▶ **Extrait choisi**

★ ★ ★

On comprend que ce plat l’ait marqué, car il lui a presque ouvert les portes de l’Élysée. Quand Paul Bocuse reçoit la légion d’honneur, Philippe sait qu’il devra bientôt faire son service militaire. Il raconte avoir fait un rêve prémonitoire, dans lequel il se serait vu parmi les quatre appelés choisis pour cuisiner à l’Élysée. « Depuis, j’ai tanné Monsieur Bocuse pour l’accompagner à ce dîner », se souvient-il.

 

Son insistance n’aura pas été vaine : pendant deux ans, Philippe Bohrer devient le cuisinier personnel des présidents Valéry Giscard d’Estaing et François Mitterrand. Dans les cuisines présidentielles, il découvre une approche différente de celles des restaurants : les repas se préparent au vol, sans carte, mais en suivant un protocole très précis. « C’est une autre dimension », résume Philippe.

 

A l’issue de ces deux années, Philippe Bohrer passe par Chagny, trois étoiles au guide Michelin, avant de faire ce qu’il décrit comme la rencontre de sa vie : Bernard Loiseau. « Il m’a tout appris », confie-t-il, sans vraiment s’étendre sur la question. Tout juste apprendra-t-on que dans le restaurant de Bernard Loiseau, il a été marqué par un plat cher à Ornella Muti : la soupe d’escargots aux orties.

★ ★ ★

▶ **Énoncé 1**
Dressez la liste de toutes les personnes nommées dans l'extrait sur Philippe Bohrer.
▶ **Énoncé 2**
Poursuivez l'extrait sur Philippe Bohrer à partir de sa dernière phrase.
Les lignes proviennent d'une source distincte de l'extrait sur Philippe Bohrer.

★ ★ ★

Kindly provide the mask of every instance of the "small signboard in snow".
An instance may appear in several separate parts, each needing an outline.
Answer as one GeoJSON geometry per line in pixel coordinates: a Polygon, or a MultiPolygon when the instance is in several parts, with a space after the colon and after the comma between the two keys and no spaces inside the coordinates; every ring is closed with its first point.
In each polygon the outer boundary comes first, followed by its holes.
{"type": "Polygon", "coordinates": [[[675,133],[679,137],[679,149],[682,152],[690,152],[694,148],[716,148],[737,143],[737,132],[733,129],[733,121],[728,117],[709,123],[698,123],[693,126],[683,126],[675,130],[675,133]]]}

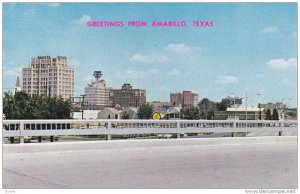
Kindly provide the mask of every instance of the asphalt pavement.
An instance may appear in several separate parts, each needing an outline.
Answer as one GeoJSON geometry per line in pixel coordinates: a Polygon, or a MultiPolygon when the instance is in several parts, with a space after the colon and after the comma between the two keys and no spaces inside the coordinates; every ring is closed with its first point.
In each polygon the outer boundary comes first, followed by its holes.
{"type": "Polygon", "coordinates": [[[3,145],[4,189],[270,189],[297,182],[297,137],[3,145]]]}

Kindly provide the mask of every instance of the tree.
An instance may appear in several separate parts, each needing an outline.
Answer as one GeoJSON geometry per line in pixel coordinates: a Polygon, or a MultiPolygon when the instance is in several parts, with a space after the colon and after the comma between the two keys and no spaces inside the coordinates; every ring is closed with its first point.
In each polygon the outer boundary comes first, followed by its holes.
{"type": "Polygon", "coordinates": [[[137,112],[139,119],[150,119],[153,113],[153,106],[149,103],[142,104],[137,112]]]}
{"type": "Polygon", "coordinates": [[[5,93],[3,113],[5,119],[70,119],[71,100],[46,97],[25,92],[5,93]]]}
{"type": "Polygon", "coordinates": [[[217,110],[218,111],[225,111],[227,108],[226,102],[225,101],[221,101],[217,103],[217,110]]]}
{"type": "Polygon", "coordinates": [[[266,120],[272,120],[272,119],[273,119],[273,117],[272,117],[271,111],[270,111],[270,109],[268,109],[266,112],[266,120]]]}
{"type": "Polygon", "coordinates": [[[181,109],[181,117],[188,120],[198,120],[201,118],[200,109],[195,106],[183,107],[181,109]]]}
{"type": "Polygon", "coordinates": [[[273,120],[279,120],[279,114],[276,108],[273,110],[273,115],[272,115],[273,120]]]}

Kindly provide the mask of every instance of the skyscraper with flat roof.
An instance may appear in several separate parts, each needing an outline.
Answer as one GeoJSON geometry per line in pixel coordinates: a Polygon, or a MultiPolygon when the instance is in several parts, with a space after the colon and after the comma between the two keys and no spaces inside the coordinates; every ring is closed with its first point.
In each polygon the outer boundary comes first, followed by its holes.
{"type": "Polygon", "coordinates": [[[30,95],[74,97],[74,69],[67,57],[32,57],[22,69],[22,90],[30,95]]]}
{"type": "Polygon", "coordinates": [[[146,103],[146,90],[133,89],[129,83],[125,83],[121,89],[110,90],[109,100],[113,107],[139,107],[146,103]]]}

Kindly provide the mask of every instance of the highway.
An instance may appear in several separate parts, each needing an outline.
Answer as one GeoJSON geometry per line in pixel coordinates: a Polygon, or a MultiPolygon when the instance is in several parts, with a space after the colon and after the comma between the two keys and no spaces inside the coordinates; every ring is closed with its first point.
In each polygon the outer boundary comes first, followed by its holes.
{"type": "Polygon", "coordinates": [[[270,189],[297,182],[297,137],[3,145],[4,189],[270,189]]]}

★ ★ ★

▶ **Résultat de l'exercice 1**
- Paul Bocuse
- Philippe Bohrer
- Valéry Giscard d'Estaing
- François Mitterrand
- Bernard Loiseau
- Ornella Muti

▶ **Résultat de l'exercice 2**
C’est ensuite que le cuisinier d’origine autrichienne fait son grand retour en Alsace, en reprenant A la ville de Lyon, le bistrot familial. Il travaille dur pendant onze ans à la tête du restaurant de Rouffach, dans le Haut-Rhin, avant de voir ses efforts récompensés par une étoile au guide Michelin. À ce moment-là, il acquiert un deuxième restaurant à Strasbourg, Le Crocodile, qui sera lui aussi décoré d’une étoile.

 

Tandis que le petit bistrot change de nom pour adopter sobrement celui de son chef, Philippe Bohrer, Le Crocodile devient une table de référence à Strasbourg. Son nom est tiré de la légende locale, comme l’explique Philippe : « Dans la campagne d’Egypte de Napoléon, un maréchal s’appelait Kléber et un aide de camp Inkermann. Selon l’histoire, ce dernier s’est battu avec un crocodile et l’a rapporté à Strasbourg. Il a racheté la guinguette et y a accroché le crocodile. » Une histoire qui fait son effet, mais pas autant que sa cuisine. En 2011, Gilles Pudlowski fait de Philippe Bohrer le chef de l’année en Alsace.

 

Au Crocodile, ou dans le restaurant éponyme de Philippe Bohrer, les plats ne sont pas les mêmes. Au Crocodile, le chef propose un merlan de ligne, tombée de pourpier et extraits de cacahuètes, suivi d’une volaille fermière avec un strudel de pain d’épices et, en dessert, un macaron à la bière accompagné d’un sorbet bière et picon. Pendant ce temps à Rouffach, il préparera une tête de veau croustillante aux crustacés, suivie d’une truite du val d’Orbey aux amandes fraîches avant de terminer sur un gâteau praliné au citron de Menton.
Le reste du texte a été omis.